(Image-grounded pointing data)
-- Opening Marker --

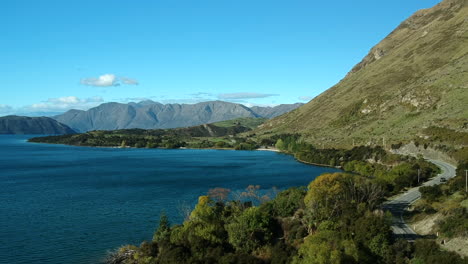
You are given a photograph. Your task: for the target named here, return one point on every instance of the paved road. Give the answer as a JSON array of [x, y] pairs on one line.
[[398, 205]]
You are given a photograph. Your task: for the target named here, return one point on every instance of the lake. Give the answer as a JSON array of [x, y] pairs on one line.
[[65, 204]]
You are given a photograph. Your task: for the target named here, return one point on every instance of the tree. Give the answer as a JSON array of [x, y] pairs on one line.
[[219, 194], [163, 232], [326, 247], [250, 230], [280, 144]]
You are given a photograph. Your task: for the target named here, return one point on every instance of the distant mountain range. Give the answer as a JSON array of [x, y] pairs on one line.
[[32, 125], [153, 115]]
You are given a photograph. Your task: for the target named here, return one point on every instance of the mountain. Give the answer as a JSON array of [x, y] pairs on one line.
[[153, 115], [415, 78], [270, 112], [32, 125]]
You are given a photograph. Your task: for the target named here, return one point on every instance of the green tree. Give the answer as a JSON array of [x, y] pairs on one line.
[[250, 230], [163, 232], [280, 144]]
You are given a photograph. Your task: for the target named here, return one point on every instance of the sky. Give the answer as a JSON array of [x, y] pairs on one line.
[[58, 55]]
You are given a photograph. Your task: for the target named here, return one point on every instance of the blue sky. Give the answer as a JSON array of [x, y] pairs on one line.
[[57, 55]]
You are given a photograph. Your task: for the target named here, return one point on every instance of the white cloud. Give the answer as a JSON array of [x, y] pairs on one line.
[[105, 80], [305, 98], [128, 81], [237, 96], [108, 80], [64, 103]]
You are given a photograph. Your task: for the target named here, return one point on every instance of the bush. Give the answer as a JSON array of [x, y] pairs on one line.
[[430, 193]]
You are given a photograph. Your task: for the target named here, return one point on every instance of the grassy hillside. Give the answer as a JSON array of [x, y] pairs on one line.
[[417, 77], [249, 122]]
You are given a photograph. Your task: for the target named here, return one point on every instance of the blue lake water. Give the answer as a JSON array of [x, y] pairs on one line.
[[64, 204]]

-- Closing Marker --

■ **EXERCISE**
Please return every record above exactly, but leave out the pictures.

■ **ANSWER BELOW**
You are given a photograph. Your task: for the target named here, return one point on every instance of the paved road. Give the answer as a JSON array of [x, y] pairs on one line.
[[398, 205]]
You are given a photograph. Your task: for the target named here, return one point on every instance of the lake. Give the answer as a JSON array of [x, y] pairs on one line.
[[65, 204]]
You are given a photograph. Your task: for the target named here, return one point on every instance of the tree. Give the answer as a JSON array of [x, y] pairs on one line.
[[219, 194], [163, 232], [326, 247], [250, 230], [280, 144]]
You are given a photograph. Your task: for the target named here, return one point on every instance of the distant mountain range. Give the answer as a JSON array of [x, y] pairs on one line.
[[32, 125], [153, 115]]
You are given a photograph. Your task: for the target named here, return one point on every instance of the mountain. Give the answer as a JSON array of [x, y] pairs on one line.
[[153, 115], [415, 78], [270, 112], [32, 125]]
You are given a photograph. Your task: for the target named here, return one point on every instance of the green tree. Give the answer as a JSON array of [x, y] pairs on one line.
[[250, 230], [163, 232], [280, 144]]
You are given a photograph. Your task: for the target named here, return one point on every instance of the sky. Give the answer as a JSON array of [x, y] pairs on one line.
[[58, 55]]
You are given a photograph. Your task: for the target named here, return one point on every instance of the blue sky. Give the answer as a JSON array of [x, y] pairs on one line.
[[57, 55]]
You are given a photograph. Your task: for the target named here, return one point on every instance of the white cloud. Give the answer as a JSON array of [x, y] pairs on one line.
[[105, 80], [305, 98], [128, 81], [237, 96], [108, 80], [64, 103]]
You are given a photograph. Your task: for the target named here, return one point on every instance of the bush. Give the answer as a JSON array of [x, y] pairs on one line.
[[430, 193]]
You are given a photograph. Your task: for the target named here, return one point on every instance of the grassy hillside. Give the answer as a JSON array of [x, y] pairs on one line.
[[417, 77], [249, 122]]
You are given a photograph. Your task: for the target named here, return one point on every instance of the blue lake water. Give the answer as a JSON array of [x, y] pairs on one line.
[[64, 204]]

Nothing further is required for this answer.